» ACTIVITY:
Take the line that contains "Target: blue tarp" and all lines after it, up to and including the last line of the data, and write them out exactly; nothing else belongs in the answer.

» TASK MATERIAL:
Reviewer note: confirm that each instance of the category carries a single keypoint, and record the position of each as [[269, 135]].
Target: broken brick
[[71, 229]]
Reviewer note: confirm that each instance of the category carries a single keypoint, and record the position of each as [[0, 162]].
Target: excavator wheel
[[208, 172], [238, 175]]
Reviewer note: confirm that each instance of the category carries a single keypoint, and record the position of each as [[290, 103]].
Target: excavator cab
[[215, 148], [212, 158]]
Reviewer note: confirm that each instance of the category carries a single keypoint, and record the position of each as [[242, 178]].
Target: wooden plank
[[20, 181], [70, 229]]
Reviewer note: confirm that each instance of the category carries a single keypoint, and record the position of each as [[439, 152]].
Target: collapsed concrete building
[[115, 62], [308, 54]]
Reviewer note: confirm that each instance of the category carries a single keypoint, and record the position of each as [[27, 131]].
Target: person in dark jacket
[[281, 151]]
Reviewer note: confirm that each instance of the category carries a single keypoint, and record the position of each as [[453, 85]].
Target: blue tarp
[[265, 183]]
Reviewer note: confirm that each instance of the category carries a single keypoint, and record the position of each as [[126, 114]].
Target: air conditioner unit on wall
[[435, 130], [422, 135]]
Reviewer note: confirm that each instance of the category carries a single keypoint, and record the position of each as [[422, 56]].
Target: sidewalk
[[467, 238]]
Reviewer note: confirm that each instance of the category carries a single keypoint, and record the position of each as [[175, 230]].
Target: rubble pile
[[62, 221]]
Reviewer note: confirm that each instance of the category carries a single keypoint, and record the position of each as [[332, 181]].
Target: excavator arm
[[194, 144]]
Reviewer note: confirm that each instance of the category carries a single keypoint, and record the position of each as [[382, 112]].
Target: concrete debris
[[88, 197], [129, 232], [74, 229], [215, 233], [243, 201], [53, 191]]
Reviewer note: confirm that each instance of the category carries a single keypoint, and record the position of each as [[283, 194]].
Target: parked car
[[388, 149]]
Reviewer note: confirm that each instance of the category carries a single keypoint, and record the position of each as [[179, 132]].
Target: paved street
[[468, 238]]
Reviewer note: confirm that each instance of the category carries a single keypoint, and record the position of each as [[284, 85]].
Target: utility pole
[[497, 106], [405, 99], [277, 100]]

» WRITTEN RESPONSE:
Target: blue tarp
[[265, 183]]
Reviewer note: confirm that each instance of the category carries a single keypoint, and record the position of each as [[126, 114]].
Target: air conditioner unit on wall
[[435, 130], [422, 135]]
Reviewer note: confirm that each instance of the category carries a single keypoint, and record the position of each as [[422, 56]].
Target: sidewalk
[[467, 238]]
Reviewer note: confirm that each instance of the category carries a single keypoint, and record the position of each as [[175, 230]].
Target: rubble pile
[[62, 221]]
Reviewer note: confirm that each instance of the category carries a single keypoint, and record the position of each as [[332, 181]].
Target: excavator arm
[[194, 144]]
Reviewer note: confirm that each instance of the category carries a single keypoint, and record the position of each as [[382, 112]].
Target: concrete debris
[[88, 197], [129, 232], [74, 229], [215, 233], [243, 201], [53, 191]]
Reviewer note: confirm that each instance of the category carries a single keypoint, and record the position of each as [[283, 194]].
Target: parked car
[[388, 149]]
Reviewer note: confirm that each instance of the category carries a single keypoint, and record the position of each as [[179, 132]].
Target: paved street
[[468, 238]]
Reviewer note: confirm that each instance of the category carries a single keypoint, and record the position of each as [[284, 85]].
Target: utility pole
[[497, 106], [405, 99], [277, 100]]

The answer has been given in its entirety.